Work instruction: Check every line of the entries below for the word "with", and copy the ones that have it.
───── Available data
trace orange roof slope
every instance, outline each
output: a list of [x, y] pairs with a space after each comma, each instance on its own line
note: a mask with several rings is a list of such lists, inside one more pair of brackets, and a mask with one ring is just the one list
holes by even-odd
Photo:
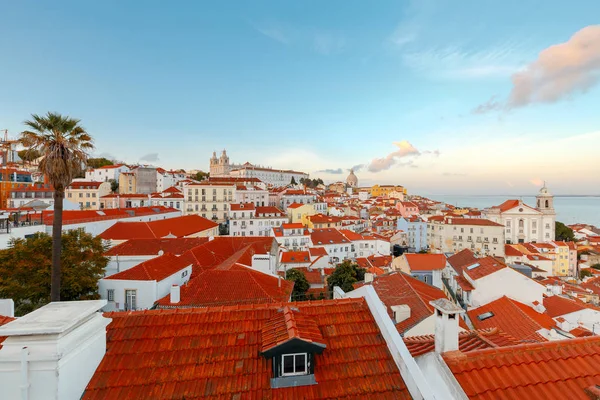
[[261, 331], [285, 305], [106, 314], [106, 354], [83, 399], [410, 399], [364, 299], [290, 304], [327, 349], [315, 355], [318, 384], [271, 389]]
[[150, 222], [117, 222], [99, 236], [106, 240], [153, 239], [169, 235], [185, 237], [218, 225], [199, 215], [184, 215]]
[[[182, 257], [189, 258], [194, 266], [202, 268], [215, 268], [227, 260], [251, 265], [254, 254], [270, 253], [276, 243], [273, 237], [215, 237], [186, 252]], [[232, 257], [234, 259], [230, 260]]]
[[206, 269], [181, 286], [181, 301], [170, 295], [158, 300], [159, 307], [206, 307], [289, 301], [294, 283], [234, 264], [229, 269]]
[[190, 265], [188, 260], [166, 253], [104, 279], [159, 282]]
[[[413, 357], [418, 357], [435, 350], [434, 335], [406, 336], [403, 339]], [[463, 353], [494, 347], [514, 346], [517, 344], [520, 344], [517, 339], [498, 328], [480, 329], [460, 332], [458, 334], [458, 348]]]
[[546, 307], [546, 314], [554, 318], [589, 308], [589, 305], [580, 300], [567, 299], [562, 296], [550, 296], [544, 297], [544, 307]]
[[469, 399], [589, 400], [584, 389], [600, 382], [600, 337], [449, 352], [444, 360]]
[[453, 256], [448, 257], [448, 263], [454, 270], [461, 275], [463, 268], [477, 262], [477, 257], [469, 249], [463, 249]]
[[411, 271], [441, 270], [446, 266], [443, 254], [405, 254]]
[[325, 340], [316, 321], [298, 309], [283, 307], [281, 313], [265, 322], [262, 329], [262, 349], [265, 353], [290, 340], [298, 339], [325, 347]]
[[163, 253], [181, 255], [208, 242], [208, 238], [131, 239], [109, 249], [105, 256], [149, 256]]
[[494, 272], [508, 268], [503, 262], [494, 257], [479, 258], [475, 263], [463, 267], [463, 273], [469, 275], [471, 279], [481, 279]]
[[292, 264], [292, 263], [309, 263], [310, 262], [310, 254], [308, 251], [286, 251], [281, 253], [281, 261], [282, 263]]
[[[480, 321], [478, 316], [491, 312], [494, 315]], [[475, 329], [500, 328], [523, 342], [544, 342], [537, 331], [556, 325], [546, 314], [541, 314], [526, 304], [506, 296], [484, 306], [467, 311]]]
[[[7, 317], [5, 315], [0, 315], [0, 326], [8, 324], [11, 321], [14, 321], [15, 318]], [[6, 336], [0, 336], [0, 349], [2, 349], [2, 342], [6, 339]]]
[[[355, 287], [358, 289], [364, 285], [359, 282]], [[433, 306], [429, 304], [431, 300], [447, 298], [440, 289], [402, 272], [379, 275], [371, 285], [385, 304], [390, 317], [393, 318], [392, 306], [406, 304], [410, 307], [410, 317], [396, 324], [396, 329], [401, 334], [433, 315]]]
──────────
Solution below:
output: a list of [x, y] pairs with a space after each comma, each instance on its own line
note: a mask with several rings is a list of such lists, inside one more pair of brackets, and a mask with one ring is just the one list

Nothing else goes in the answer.